-- Opening Marker --

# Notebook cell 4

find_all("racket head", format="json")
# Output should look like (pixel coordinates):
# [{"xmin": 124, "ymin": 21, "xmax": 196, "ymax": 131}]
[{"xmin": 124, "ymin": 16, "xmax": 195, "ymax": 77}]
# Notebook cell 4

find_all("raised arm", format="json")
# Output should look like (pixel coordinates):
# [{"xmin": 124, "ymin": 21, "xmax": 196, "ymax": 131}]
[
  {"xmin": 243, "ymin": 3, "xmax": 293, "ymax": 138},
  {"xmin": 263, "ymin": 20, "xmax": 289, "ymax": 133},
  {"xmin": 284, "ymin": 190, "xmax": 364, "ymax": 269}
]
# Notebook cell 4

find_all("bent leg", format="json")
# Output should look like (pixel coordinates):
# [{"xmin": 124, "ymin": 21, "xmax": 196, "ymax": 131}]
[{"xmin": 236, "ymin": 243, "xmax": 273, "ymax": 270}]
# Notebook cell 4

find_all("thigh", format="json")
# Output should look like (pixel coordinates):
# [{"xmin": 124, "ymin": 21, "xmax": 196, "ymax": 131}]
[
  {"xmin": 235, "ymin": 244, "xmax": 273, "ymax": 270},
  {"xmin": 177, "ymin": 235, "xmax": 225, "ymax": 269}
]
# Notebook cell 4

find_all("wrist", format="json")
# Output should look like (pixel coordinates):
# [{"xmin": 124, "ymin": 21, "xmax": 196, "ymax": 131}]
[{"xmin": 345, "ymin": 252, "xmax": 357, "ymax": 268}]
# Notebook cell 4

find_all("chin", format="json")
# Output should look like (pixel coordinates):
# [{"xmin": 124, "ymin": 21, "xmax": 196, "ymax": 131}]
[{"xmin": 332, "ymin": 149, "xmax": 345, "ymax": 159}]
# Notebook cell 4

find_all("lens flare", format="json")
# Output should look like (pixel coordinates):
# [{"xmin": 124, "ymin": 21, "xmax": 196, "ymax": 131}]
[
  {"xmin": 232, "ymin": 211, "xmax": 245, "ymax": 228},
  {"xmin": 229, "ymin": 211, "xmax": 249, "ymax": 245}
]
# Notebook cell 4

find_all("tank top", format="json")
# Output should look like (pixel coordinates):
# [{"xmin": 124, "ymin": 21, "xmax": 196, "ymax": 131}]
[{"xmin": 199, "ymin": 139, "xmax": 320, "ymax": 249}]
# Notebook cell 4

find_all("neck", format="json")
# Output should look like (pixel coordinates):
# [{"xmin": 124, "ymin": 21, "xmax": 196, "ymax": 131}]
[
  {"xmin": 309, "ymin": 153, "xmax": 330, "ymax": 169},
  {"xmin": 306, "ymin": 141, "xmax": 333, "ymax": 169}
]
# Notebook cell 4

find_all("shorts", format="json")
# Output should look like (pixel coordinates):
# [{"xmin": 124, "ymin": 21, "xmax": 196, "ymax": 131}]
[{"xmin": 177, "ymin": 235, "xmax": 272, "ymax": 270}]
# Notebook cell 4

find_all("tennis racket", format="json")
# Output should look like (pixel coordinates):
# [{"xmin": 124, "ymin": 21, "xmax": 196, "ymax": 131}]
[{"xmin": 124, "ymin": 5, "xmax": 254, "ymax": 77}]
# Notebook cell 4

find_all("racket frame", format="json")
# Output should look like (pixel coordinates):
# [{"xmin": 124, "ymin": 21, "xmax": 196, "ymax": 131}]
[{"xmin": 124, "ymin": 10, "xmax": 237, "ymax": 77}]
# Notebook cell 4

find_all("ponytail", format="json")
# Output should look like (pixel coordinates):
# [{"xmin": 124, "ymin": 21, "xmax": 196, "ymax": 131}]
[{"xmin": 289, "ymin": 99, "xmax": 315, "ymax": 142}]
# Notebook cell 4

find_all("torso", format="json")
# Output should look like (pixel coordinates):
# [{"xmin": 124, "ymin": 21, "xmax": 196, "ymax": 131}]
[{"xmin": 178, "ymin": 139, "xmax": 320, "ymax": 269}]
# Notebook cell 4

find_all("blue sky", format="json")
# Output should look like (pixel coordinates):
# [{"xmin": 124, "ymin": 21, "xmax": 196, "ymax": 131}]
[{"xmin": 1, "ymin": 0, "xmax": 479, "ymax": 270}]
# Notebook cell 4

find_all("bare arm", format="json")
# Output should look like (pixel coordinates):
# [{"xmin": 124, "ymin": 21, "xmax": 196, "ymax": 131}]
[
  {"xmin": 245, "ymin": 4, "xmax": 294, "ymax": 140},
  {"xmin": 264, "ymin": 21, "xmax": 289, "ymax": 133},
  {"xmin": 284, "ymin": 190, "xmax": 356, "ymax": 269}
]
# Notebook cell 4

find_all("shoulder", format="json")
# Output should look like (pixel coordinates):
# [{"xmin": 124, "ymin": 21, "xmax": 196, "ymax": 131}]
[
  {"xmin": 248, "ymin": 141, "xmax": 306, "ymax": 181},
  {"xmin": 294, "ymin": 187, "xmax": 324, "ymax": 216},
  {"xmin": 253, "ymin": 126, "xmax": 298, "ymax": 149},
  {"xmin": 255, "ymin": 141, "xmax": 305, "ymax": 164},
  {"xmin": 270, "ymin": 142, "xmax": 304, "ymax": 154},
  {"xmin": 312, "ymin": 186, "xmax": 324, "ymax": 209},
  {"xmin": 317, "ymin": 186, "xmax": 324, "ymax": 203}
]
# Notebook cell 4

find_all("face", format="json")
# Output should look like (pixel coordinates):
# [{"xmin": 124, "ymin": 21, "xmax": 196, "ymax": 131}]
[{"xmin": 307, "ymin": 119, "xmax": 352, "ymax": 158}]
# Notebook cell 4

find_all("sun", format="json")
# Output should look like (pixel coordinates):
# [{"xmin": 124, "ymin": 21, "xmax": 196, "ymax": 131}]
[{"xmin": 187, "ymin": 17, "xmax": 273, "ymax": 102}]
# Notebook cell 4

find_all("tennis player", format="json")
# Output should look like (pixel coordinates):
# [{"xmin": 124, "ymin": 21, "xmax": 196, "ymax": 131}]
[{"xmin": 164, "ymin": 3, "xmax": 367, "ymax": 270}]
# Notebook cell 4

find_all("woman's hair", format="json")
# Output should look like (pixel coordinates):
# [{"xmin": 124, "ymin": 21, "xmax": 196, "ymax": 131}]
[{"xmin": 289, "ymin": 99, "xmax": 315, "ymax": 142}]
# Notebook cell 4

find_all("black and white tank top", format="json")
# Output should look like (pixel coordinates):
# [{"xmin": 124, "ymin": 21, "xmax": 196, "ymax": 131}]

-- Closing Marker --

**WHAT THE TASK REQUIRES**
A verbatim copy of every record is what you should return.

**REPLY**
# Notebook cell 4

find_all("racket head", format="json")
# Output should look like (pixel coordinates):
# [{"xmin": 124, "ymin": 21, "xmax": 196, "ymax": 131}]
[{"xmin": 124, "ymin": 16, "xmax": 195, "ymax": 77}]
# Notebook cell 4

find_all("raised arm", format="json")
# Output should look like (pixel coordinates):
# [{"xmin": 124, "ymin": 21, "xmax": 196, "ymax": 131}]
[
  {"xmin": 243, "ymin": 3, "xmax": 293, "ymax": 138},
  {"xmin": 263, "ymin": 20, "xmax": 289, "ymax": 133},
  {"xmin": 284, "ymin": 190, "xmax": 364, "ymax": 269}
]
# Notebook cell 4

find_all("bent leg", format="json")
# Output should look like (pixel coordinates):
# [{"xmin": 124, "ymin": 21, "xmax": 196, "ymax": 131}]
[{"xmin": 236, "ymin": 243, "xmax": 273, "ymax": 270}]
# Notebook cell 4

find_all("thigh", format="json")
# Output should look like (pixel coordinates):
# [{"xmin": 124, "ymin": 21, "xmax": 196, "ymax": 131}]
[
  {"xmin": 235, "ymin": 244, "xmax": 273, "ymax": 270},
  {"xmin": 177, "ymin": 235, "xmax": 225, "ymax": 269}
]
# Notebook cell 4

find_all("wrist", format="json")
# Output should look like (pixel coordinates):
# [{"xmin": 124, "ymin": 21, "xmax": 196, "ymax": 131}]
[{"xmin": 345, "ymin": 252, "xmax": 357, "ymax": 268}]
# Notebook cell 4

find_all("chin", format="json")
# Output should look like (pixel coordinates):
# [{"xmin": 124, "ymin": 21, "xmax": 196, "ymax": 131}]
[{"xmin": 332, "ymin": 149, "xmax": 345, "ymax": 159}]
# Notebook cell 4

find_all("lens flare", format="json")
# Output should look like (pixel coordinates):
# [{"xmin": 124, "ymin": 21, "xmax": 196, "ymax": 131}]
[
  {"xmin": 232, "ymin": 211, "xmax": 245, "ymax": 228},
  {"xmin": 229, "ymin": 211, "xmax": 249, "ymax": 245}
]
# Notebook cell 4

find_all("tank top", format="json")
# Output should look like (pixel coordinates):
# [{"xmin": 124, "ymin": 21, "xmax": 196, "ymax": 131}]
[{"xmin": 199, "ymin": 139, "xmax": 320, "ymax": 249}]
# Notebook cell 4

find_all("neck", format="json")
# Output should look like (pixel coordinates):
# [{"xmin": 124, "ymin": 21, "xmax": 196, "ymax": 131}]
[
  {"xmin": 309, "ymin": 153, "xmax": 330, "ymax": 169},
  {"xmin": 306, "ymin": 141, "xmax": 333, "ymax": 169}
]
# Notebook cell 4

find_all("shorts", format="json")
# Output should look like (pixel coordinates):
# [{"xmin": 124, "ymin": 21, "xmax": 196, "ymax": 131}]
[{"xmin": 177, "ymin": 235, "xmax": 272, "ymax": 270}]
# Notebook cell 4

find_all("tennis racket", format="json")
# Output should look like (pixel coordinates):
# [{"xmin": 124, "ymin": 21, "xmax": 196, "ymax": 131}]
[{"xmin": 124, "ymin": 5, "xmax": 254, "ymax": 77}]
# Notebook cell 4

find_all("racket frame", format="json")
# Output should look like (pixel coordinates):
# [{"xmin": 124, "ymin": 21, "xmax": 196, "ymax": 131}]
[{"xmin": 124, "ymin": 10, "xmax": 237, "ymax": 77}]
# Notebook cell 4

find_all("ponytail", format="json")
# Output should look like (pixel coordinates):
# [{"xmin": 124, "ymin": 21, "xmax": 196, "ymax": 131}]
[{"xmin": 289, "ymin": 99, "xmax": 315, "ymax": 142}]
# Notebook cell 4

find_all("torso", format="json")
# Output should look like (pixel coordinates):
# [{"xmin": 124, "ymin": 21, "xmax": 196, "ymax": 131}]
[{"xmin": 178, "ymin": 139, "xmax": 320, "ymax": 269}]
# Notebook cell 4

find_all("blue sky", format="json")
# Output should look like (pixel coordinates):
# [{"xmin": 124, "ymin": 21, "xmax": 196, "ymax": 131}]
[{"xmin": 1, "ymin": 0, "xmax": 479, "ymax": 270}]
# Notebook cell 4

find_all("bare arm", format="json")
# Output should look like (pixel coordinates):
# [{"xmin": 124, "ymin": 21, "xmax": 196, "ymax": 131}]
[
  {"xmin": 245, "ymin": 4, "xmax": 294, "ymax": 140},
  {"xmin": 264, "ymin": 21, "xmax": 289, "ymax": 133},
  {"xmin": 284, "ymin": 190, "xmax": 356, "ymax": 269}
]
# Notebook cell 4

find_all("shoulder", format="json")
# Output should look like (pixel coordinates):
# [{"xmin": 124, "ymin": 21, "xmax": 196, "ymax": 131}]
[
  {"xmin": 248, "ymin": 141, "xmax": 306, "ymax": 181},
  {"xmin": 294, "ymin": 187, "xmax": 324, "ymax": 216},
  {"xmin": 253, "ymin": 126, "xmax": 298, "ymax": 149},
  {"xmin": 255, "ymin": 141, "xmax": 305, "ymax": 164},
  {"xmin": 270, "ymin": 142, "xmax": 304, "ymax": 154},
  {"xmin": 312, "ymin": 186, "xmax": 324, "ymax": 209},
  {"xmin": 317, "ymin": 186, "xmax": 324, "ymax": 203}
]
# Notebook cell 4

find_all("face", format="json")
# Output should look like (pixel coordinates):
# [{"xmin": 124, "ymin": 21, "xmax": 196, "ymax": 131}]
[{"xmin": 307, "ymin": 119, "xmax": 352, "ymax": 158}]
# Notebook cell 4

find_all("sun", format="json")
# Output should look like (pixel coordinates):
# [{"xmin": 124, "ymin": 21, "xmax": 196, "ymax": 131}]
[{"xmin": 187, "ymin": 17, "xmax": 273, "ymax": 102}]
# Notebook cell 4

find_all("tennis player", format="json")
# Output should look like (pixel coordinates):
# [{"xmin": 124, "ymin": 21, "xmax": 196, "ymax": 131}]
[{"xmin": 164, "ymin": 3, "xmax": 367, "ymax": 270}]
# Notebook cell 4

find_all("woman's hair", format="json")
# Output should look like (pixel coordinates):
# [{"xmin": 124, "ymin": 21, "xmax": 196, "ymax": 131}]
[{"xmin": 289, "ymin": 99, "xmax": 315, "ymax": 142}]
# Notebook cell 4

find_all("black and white tank top", format="json")
# Output should look like (pixel coordinates):
# [{"xmin": 124, "ymin": 21, "xmax": 196, "ymax": 131}]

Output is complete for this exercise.